_WHAT THE EXERCISE ASKS:_ Please check the movie review below: over about how many days did the historical event it covers take place?

_EXCERPT PROVIDED:_
╭──

Hello. This is Mangesh with “The Throne” (2015), a new Korean movie “based” on a real historical event and starring Song Kang-Ho of “The Face Reader” (2013), Yoo Ah-In of “The Veteran” (2015), and Moon Geun-Young of “My Little Bride” (2004).
My reviews tend to go into details for those who are new rather than vague impressions for several reasons. One of which would be my inability to compose very articulate prose. So, I go for the “show your work” approach instead.
“Show Your Work” Reviews!
If you are familiar with my writings, you know I liked to discuss the sociological and cultural context a lot.
Well, a lot!
Thus, I’ll try to focus on the movie itself for this review, which may make you think that the review would end up short. However, this is me, Prof. AKIA! I didn’t choose the handle of “Professor” for nothing.
I like to go on a bit.
On and On…
So, you’ll have to wait to see how long this review will end up as. Or you can just scroll down.
Let’s get to the movie.
“The Throne” (2015) portrays a rather popular royal scandal of the Joseon dynasty that ruled the Korean region for half a millennia. It is commonly referred to as the “tragedy of crown prince Sado /사도” or “The prince in a box,” which I prefer. Besides adding some pizzazz, it is pretty descriptive of the events that unfolded hundreds of years ago.
A Prince! There was a prince.
A Box! There was a box.
More accurately, it was a wooden grain storage container or “뒤주“ in Korean used during the time period.
No one uses it today.
But, I’ll not go into the specifics about the scandal here since I wrote about them in a featurette. Let’s just say there was a box, and the prince was put into the box.
By whom you ask?
His father, the King, put him in the box.
Why do you ask?
Well… the long answer is… you’ll have to wait! That is the story this movie is telling, after all, to find out why the prince ended up in a box.
The short answer is to kill him!
First, this is a historical event. So, one should not be surprised where this story is going. Second, this tale is basically one of the most famous royal scandals in Korean history. “The Throne” (2015) is really made under the assumption that you know the story well. I’ll go over this in more detail later, but you really need to have a pre-established relationship with the tale before seeing this movie. Thus, knowing as much as possible about the historical event is recommended rather than discouraged.
While “The Throne” (2015) covers a specific historical event that happened over about 8 days, these 8 days are the story’s climax rather than the main story itself.
The tale of “The prince in a box” is basically about a lifelong relationship of abuse and resentment between a father and a son, which cumulated tragically in the father putting his son in a box so he would starve to death.

╰──

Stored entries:
╭──

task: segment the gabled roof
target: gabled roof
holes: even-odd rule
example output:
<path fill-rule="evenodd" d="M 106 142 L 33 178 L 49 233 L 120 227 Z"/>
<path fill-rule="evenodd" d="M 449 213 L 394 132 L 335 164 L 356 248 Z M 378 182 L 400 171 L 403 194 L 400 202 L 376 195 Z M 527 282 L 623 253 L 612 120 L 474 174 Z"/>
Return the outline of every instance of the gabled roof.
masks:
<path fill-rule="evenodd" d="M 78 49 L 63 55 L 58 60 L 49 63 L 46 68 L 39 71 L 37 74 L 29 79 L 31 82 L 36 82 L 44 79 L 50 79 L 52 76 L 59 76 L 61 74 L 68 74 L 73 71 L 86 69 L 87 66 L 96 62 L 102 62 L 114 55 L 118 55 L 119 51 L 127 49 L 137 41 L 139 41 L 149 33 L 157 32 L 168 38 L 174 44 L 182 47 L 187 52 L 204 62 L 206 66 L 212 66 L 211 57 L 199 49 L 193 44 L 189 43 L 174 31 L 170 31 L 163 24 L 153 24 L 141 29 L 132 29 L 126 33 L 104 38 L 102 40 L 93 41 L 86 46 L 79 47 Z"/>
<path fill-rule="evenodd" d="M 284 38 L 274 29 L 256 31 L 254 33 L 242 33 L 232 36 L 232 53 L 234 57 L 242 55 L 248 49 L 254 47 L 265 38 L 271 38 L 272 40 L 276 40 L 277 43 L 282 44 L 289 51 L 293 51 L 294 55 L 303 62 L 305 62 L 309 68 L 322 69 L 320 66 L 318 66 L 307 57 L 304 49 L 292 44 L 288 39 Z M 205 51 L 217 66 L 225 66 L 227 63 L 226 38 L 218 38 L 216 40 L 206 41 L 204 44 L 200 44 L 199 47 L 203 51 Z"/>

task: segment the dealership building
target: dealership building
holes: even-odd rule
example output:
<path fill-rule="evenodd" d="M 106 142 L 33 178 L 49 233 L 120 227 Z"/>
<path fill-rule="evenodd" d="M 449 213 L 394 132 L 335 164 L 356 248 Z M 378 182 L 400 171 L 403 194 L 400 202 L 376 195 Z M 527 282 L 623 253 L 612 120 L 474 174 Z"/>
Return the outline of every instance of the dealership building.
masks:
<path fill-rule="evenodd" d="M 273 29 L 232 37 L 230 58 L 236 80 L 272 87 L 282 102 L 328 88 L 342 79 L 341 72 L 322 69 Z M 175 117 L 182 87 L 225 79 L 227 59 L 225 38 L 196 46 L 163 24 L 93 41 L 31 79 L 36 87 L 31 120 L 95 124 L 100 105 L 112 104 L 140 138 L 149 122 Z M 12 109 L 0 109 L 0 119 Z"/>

╰──

_TASK ANSWER:_ About 8 days.